Excerpted text:

-- Start --

John Warner Backus

Pragma ericanderton at yahoo.removeme.com
Thu Mar 22 13:53:56 PDT 2007


Sean Kelly wrote:
> Pragma wrote:
>>
>> "Transactions are the only plausible solution to concurrent mutable 
>> statue."
> 
> I'm not sure I agree.  Many of the most common transactional processes 
> work much like mutexes.  In SQL, for example, data affected by a 
> transaction is locked (typically at row, page, or table granularity) in 
> much the same way as obtaining locks on mutexes protecting data. 
> Deadlocks are quite possible, and before the era of automatic deadlock 
> resolution, froze the DB indefinitely.
> 
> The new concept of transactional memory turns this idea on its head by 
> cloning affected data instead of locking it, and mutating the clones. 
> Committing a transaction is therefore accomplished by comparing the 
> original version of all affected data with the current version of the 
> affected data, and if they match, the clones are substituted.  If they 
> don't match however, the entire transaction is rolled back and retried. 
>  The result is that large transactions are slow and require an unbounded 
> amount of memory (because of the cloning), and no guarantee of progress 
> is provided, because success ultimately relies on a race condition.

I see what you mean.  These things always seem so much more tranquil on the surface. It seems to me that the only 
positive trade off is for highly parallelizable and/or long-running algorithms, which hardly solves anything.

-- End --

Set of tasks:
A - Check three statements against the mailing-list post on transactional memory: (i) deadlocks can occur with SQL transactions; (ii) transactional memory locks affected data rather than cloning it; (iii) transactional memory guarantees progress. For each, answer yes or no and quote the deciding words of the post.
B - Write the next part of the mailing-list post on transactional memory, picking up after its final sentence and keeping the same voice.

[Records pointing to named objects]
-- Start --

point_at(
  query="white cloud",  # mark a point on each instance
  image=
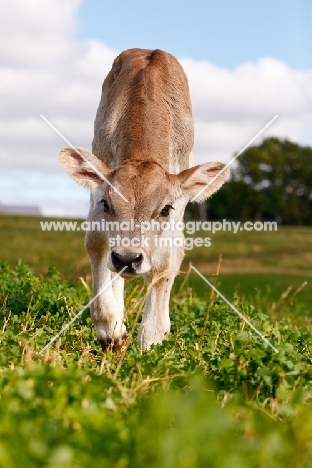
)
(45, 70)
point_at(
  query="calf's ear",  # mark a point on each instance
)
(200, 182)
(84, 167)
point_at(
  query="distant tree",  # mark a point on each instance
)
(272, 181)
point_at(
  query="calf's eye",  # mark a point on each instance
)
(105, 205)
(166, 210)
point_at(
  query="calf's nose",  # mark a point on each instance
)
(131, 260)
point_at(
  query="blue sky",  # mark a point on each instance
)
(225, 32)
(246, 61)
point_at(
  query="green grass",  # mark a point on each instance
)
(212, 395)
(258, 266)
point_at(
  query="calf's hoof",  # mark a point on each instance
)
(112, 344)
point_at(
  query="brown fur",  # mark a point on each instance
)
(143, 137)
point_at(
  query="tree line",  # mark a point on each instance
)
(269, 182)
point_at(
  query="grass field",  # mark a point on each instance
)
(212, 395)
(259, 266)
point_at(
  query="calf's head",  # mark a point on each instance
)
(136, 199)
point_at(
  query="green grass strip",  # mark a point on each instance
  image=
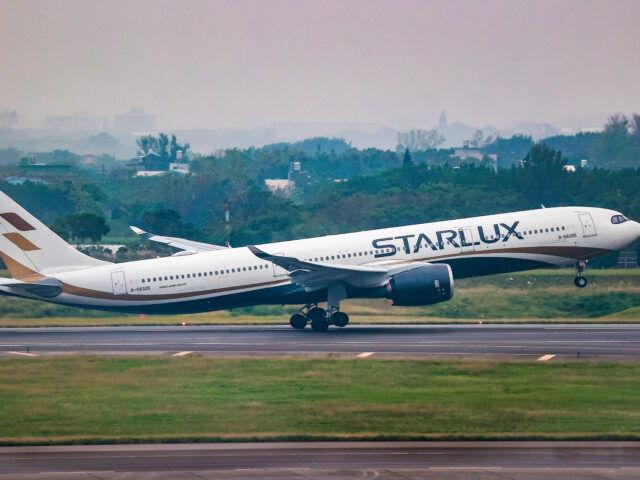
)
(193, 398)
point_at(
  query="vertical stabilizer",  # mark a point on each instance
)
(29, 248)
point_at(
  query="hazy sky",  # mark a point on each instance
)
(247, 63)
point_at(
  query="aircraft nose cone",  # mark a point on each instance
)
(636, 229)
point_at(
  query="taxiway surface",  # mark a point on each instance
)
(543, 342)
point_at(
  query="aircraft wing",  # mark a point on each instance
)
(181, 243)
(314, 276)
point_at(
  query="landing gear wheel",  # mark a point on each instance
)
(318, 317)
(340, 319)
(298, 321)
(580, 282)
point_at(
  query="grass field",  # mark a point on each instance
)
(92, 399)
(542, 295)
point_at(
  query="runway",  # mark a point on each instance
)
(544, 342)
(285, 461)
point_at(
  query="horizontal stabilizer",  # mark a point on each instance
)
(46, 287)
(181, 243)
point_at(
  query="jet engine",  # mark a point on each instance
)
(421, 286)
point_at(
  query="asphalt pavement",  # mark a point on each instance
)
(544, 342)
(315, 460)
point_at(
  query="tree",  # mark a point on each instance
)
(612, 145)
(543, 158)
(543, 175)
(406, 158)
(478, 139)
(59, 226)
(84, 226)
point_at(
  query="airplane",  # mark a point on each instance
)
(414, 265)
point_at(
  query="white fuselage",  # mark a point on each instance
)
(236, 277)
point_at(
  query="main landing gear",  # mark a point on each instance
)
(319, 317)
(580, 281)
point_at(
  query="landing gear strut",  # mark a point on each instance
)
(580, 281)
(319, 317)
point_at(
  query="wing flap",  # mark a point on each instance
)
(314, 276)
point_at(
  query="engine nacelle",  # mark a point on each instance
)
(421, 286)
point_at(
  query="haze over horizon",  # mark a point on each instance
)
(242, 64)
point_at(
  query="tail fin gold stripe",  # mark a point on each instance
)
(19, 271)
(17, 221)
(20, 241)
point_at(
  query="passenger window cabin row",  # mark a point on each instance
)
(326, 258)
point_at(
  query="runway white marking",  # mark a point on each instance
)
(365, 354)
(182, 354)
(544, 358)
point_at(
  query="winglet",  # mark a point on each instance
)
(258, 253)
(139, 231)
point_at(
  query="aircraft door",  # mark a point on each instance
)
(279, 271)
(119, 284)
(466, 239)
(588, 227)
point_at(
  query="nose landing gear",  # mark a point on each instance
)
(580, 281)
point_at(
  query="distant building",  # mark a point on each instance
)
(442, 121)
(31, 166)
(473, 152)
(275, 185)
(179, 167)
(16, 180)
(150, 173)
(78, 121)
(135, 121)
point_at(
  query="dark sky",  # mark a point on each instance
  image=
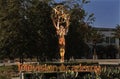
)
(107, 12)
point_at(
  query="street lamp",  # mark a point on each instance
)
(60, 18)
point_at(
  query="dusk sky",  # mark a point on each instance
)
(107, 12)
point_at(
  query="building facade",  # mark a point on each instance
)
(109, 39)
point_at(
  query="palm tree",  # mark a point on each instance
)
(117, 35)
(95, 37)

-- End --
-- Start --

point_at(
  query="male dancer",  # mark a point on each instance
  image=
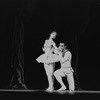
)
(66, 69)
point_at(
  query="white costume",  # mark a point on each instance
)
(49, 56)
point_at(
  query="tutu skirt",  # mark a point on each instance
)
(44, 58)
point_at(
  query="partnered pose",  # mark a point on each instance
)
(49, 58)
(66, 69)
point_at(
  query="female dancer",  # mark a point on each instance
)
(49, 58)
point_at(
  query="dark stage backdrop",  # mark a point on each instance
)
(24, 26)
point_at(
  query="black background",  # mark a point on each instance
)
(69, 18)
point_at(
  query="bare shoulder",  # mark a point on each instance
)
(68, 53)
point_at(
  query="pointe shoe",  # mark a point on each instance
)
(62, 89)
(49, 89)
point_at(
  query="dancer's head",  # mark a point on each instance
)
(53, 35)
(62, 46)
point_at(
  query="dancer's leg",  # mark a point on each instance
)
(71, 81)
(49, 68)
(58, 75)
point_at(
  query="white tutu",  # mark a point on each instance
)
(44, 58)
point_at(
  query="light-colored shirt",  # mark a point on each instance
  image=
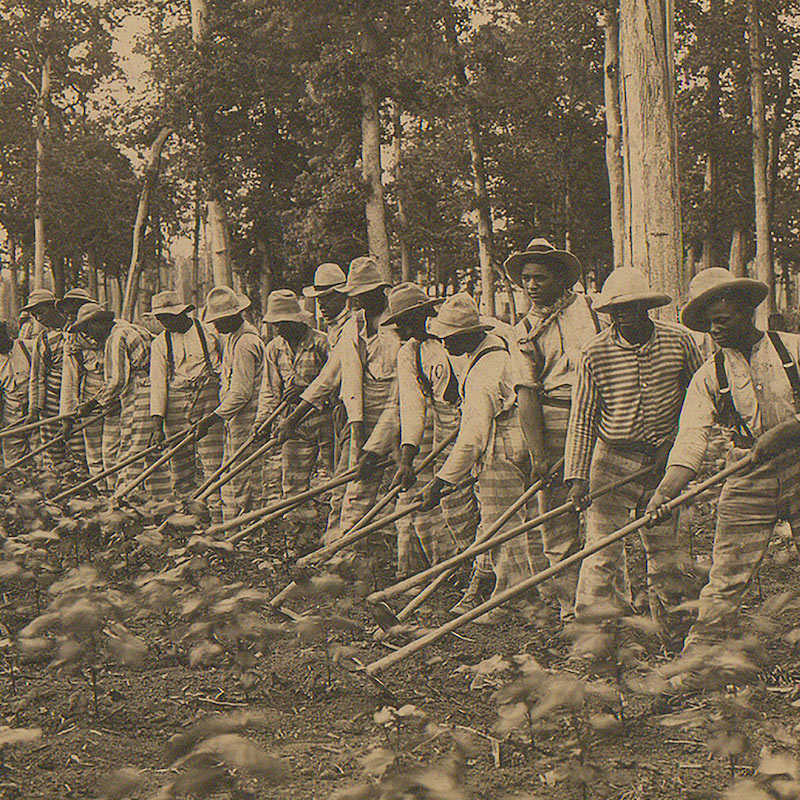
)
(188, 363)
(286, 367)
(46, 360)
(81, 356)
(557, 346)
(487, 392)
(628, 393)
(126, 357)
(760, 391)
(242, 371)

-- End --
-- Start --

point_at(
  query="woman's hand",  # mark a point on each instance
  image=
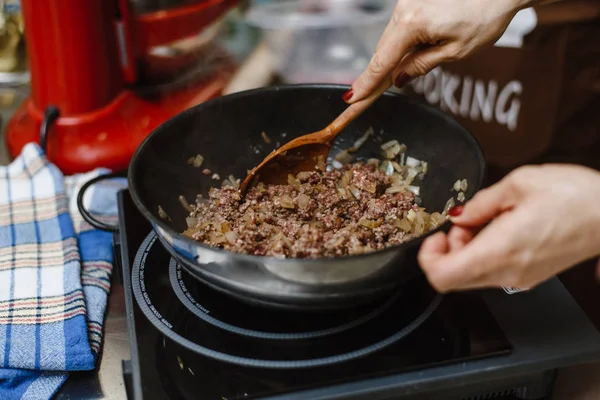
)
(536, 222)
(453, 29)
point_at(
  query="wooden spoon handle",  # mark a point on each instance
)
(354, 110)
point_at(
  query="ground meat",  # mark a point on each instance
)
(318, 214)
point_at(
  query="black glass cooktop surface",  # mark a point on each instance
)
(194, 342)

-- End --

Outputs by task:
A -
(i) Yes: "Deadlocks are quite possible"
(ii) No: "cloning affected data instead of locking it"
(iii) No: "no guarantee of progress"

B -
> 
> That said, there have been proposals to add a transactional memory 
> feature to hardware, and I think this is actually a good idea.  The 
> existing hardware-based solutions are typically limited to updating no 
> more than 4-8 bytes of contiguous data, while transactional memory would 
> allow for additional flexibility.  I've seen implementations of 
> lock-free binary trees based on this concept, and I'm not aware of 
> anything comparable without it.  Progress guarantees are less of an 
> issue as well because hardware-level transactions will typically be very 
> small.

Neat! Seeing as how the industry is moving towards more and more processor cores, I suppose it follows that we'll 
eventually see additional hardware support to make it less unwieldy as well.  I'm eager to see stuff like this happen.

It sounds like something D could adopt easily, provided there's a way to qualify these concepts in a way that doesn't 
make a person's head explode.

> 
>> D shines in a few of these areas, but needs library support for 
>> transactional memory, better concurrency support and constructs, 
>> something like a well-coded numerics library (true integers, etc), and 
>> something resembling compile-time iterator/bounds checking to fit the 
>> bill. :(
> 
> I'd add something like CSP to the category of "better concurrency 
> support."  And I agree with the rest.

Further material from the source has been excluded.